=== DATA FOR PROCESSING ===
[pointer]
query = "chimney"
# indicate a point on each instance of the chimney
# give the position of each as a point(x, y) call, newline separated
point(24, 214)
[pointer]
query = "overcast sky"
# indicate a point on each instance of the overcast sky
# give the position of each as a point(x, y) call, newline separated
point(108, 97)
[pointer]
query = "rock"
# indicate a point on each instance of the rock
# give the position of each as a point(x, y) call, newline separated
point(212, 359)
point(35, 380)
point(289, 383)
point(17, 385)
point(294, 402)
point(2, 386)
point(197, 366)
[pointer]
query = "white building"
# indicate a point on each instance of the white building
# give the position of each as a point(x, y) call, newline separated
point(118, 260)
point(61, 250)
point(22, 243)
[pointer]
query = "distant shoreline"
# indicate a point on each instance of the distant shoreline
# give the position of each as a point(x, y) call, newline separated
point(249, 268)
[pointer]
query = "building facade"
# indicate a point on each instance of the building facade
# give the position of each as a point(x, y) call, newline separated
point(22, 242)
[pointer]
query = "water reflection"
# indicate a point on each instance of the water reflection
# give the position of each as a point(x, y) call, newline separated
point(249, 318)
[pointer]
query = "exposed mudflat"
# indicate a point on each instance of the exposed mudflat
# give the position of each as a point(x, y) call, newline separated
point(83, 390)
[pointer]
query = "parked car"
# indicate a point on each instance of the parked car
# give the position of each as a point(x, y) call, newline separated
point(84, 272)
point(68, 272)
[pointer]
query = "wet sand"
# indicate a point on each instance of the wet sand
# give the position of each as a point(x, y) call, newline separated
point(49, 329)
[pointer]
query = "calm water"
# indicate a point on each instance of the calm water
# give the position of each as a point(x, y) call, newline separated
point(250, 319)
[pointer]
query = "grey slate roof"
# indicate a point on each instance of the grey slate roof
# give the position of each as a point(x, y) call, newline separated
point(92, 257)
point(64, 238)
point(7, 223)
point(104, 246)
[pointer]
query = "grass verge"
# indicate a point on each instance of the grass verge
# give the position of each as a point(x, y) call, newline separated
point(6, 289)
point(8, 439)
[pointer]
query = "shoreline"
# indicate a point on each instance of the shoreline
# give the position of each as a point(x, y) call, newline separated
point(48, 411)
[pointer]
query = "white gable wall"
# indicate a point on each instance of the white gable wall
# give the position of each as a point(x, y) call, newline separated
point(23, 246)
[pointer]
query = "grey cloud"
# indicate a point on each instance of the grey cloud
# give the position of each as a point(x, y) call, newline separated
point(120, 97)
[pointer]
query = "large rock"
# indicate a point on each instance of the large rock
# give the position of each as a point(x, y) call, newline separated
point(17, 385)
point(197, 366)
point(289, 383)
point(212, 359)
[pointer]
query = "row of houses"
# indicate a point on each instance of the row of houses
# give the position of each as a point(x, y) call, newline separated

=== GIVEN PROBLEM ===
Rewrite every line of the records above as a JSON list of strings, one string per line, leaving out blank lines.

=== OUTPUT BELOW ===
[
  "[pointer]",
  "query = \"chimney\"",
  "# indicate a point on each instance of the chimney",
  "# give the position of each as a point(x, y) call, newline separated",
  "point(24, 214)",
  "[pointer]",
  "query = \"overcast sky\"",
  "# indicate a point on each instance of the overcast sky",
  "# give the position of each as a point(x, y) call, newline separated",
  "point(108, 97)",
  "[pointer]",
  "query = \"rock\"",
  "# indicate a point on each instance of the rock",
  "# give the position of each as a point(x, y) call, newline separated",
  "point(212, 359)",
  "point(35, 380)",
  "point(289, 383)",
  "point(17, 385)",
  "point(294, 402)",
  "point(2, 386)",
  "point(197, 366)",
  "[pointer]",
  "query = \"white building\"",
  "# indicate a point on each instance of the white building",
  "# give the position of each as a point(x, y) call, newline separated",
  "point(118, 260)",
  "point(61, 250)",
  "point(22, 243)",
  "[pointer]",
  "query = \"distant shoreline\"",
  "# indicate a point on each instance of the distant shoreline",
  "# give the position of each as a point(x, y) call, newline separated",
  "point(249, 268)",
  "[pointer]",
  "query = \"building facade\"",
  "# indicate a point on each instance of the building facade",
  "# give the position of each as a point(x, y) call, newline separated",
  "point(22, 242)",
  "[pointer]",
  "query = \"water reflection\"",
  "# indicate a point on each instance of the water reflection",
  "# give the position of each as a point(x, y) call, newline separated",
  "point(249, 318)",
  "[pointer]",
  "query = \"exposed mudflat\"",
  "# indicate a point on each instance of the exposed mudflat",
  "# give the position of each as a point(x, y) call, newline separated",
  "point(83, 390)",
  "[pointer]",
  "query = \"parked car\"",
  "# indicate a point on each instance of the parked car",
  "# give the position of each as a point(x, y) call, newline separated",
  "point(84, 272)",
  "point(68, 272)",
  "[pointer]",
  "query = \"wet sand\"",
  "# indicate a point on each instance of the wet sand",
  "# give the position of each as a point(x, y) call, newline separated",
  "point(49, 329)",
  "[pointer]",
  "query = \"calm water\"",
  "# indicate a point on each instance of the calm water",
  "# give the position of each as a point(x, y) call, newline separated",
  "point(250, 319)",
  "[pointer]",
  "query = \"grey slate roof\"",
  "# indicate a point on each instance of the grey slate roof",
  "# give the position of each as a point(x, y) call, newline separated",
  "point(92, 257)",
  "point(64, 238)",
  "point(7, 223)",
  "point(104, 246)",
  "[pointer]",
  "query = \"grass verge\"",
  "# indicate a point on each instance of the grass verge",
  "# give the position of each as a point(x, y) call, newline separated",
  "point(6, 289)",
  "point(8, 439)",
  "[pointer]",
  "query = \"shoreline\"",
  "# indicate a point on each instance of the shoreline",
  "# give the position of each as a point(x, y) call, newline separated",
  "point(48, 411)",
  "[pointer]",
  "query = \"white gable wall\"",
  "# indicate a point on each instance of the white gable wall",
  "# give the position of each as a point(x, y) call, newline separated",
  "point(23, 246)",
  "[pointer]",
  "query = \"grey cloud\"",
  "# indicate a point on each instance of the grey cloud",
  "# give the position of each as a point(x, y) call, newline separated",
  "point(120, 97)",
  "[pointer]",
  "query = \"large rock\"",
  "# indicate a point on each instance of the large rock",
  "# give the position of each as a point(x, y) call, newline separated",
  "point(17, 385)",
  "point(197, 366)",
  "point(289, 383)",
  "point(212, 359)",
  "[pointer]",
  "query = \"row of houses\"",
  "# indicate a point on each instance of the row of houses",
  "# give the position of each as a point(x, y) call, newline separated"
]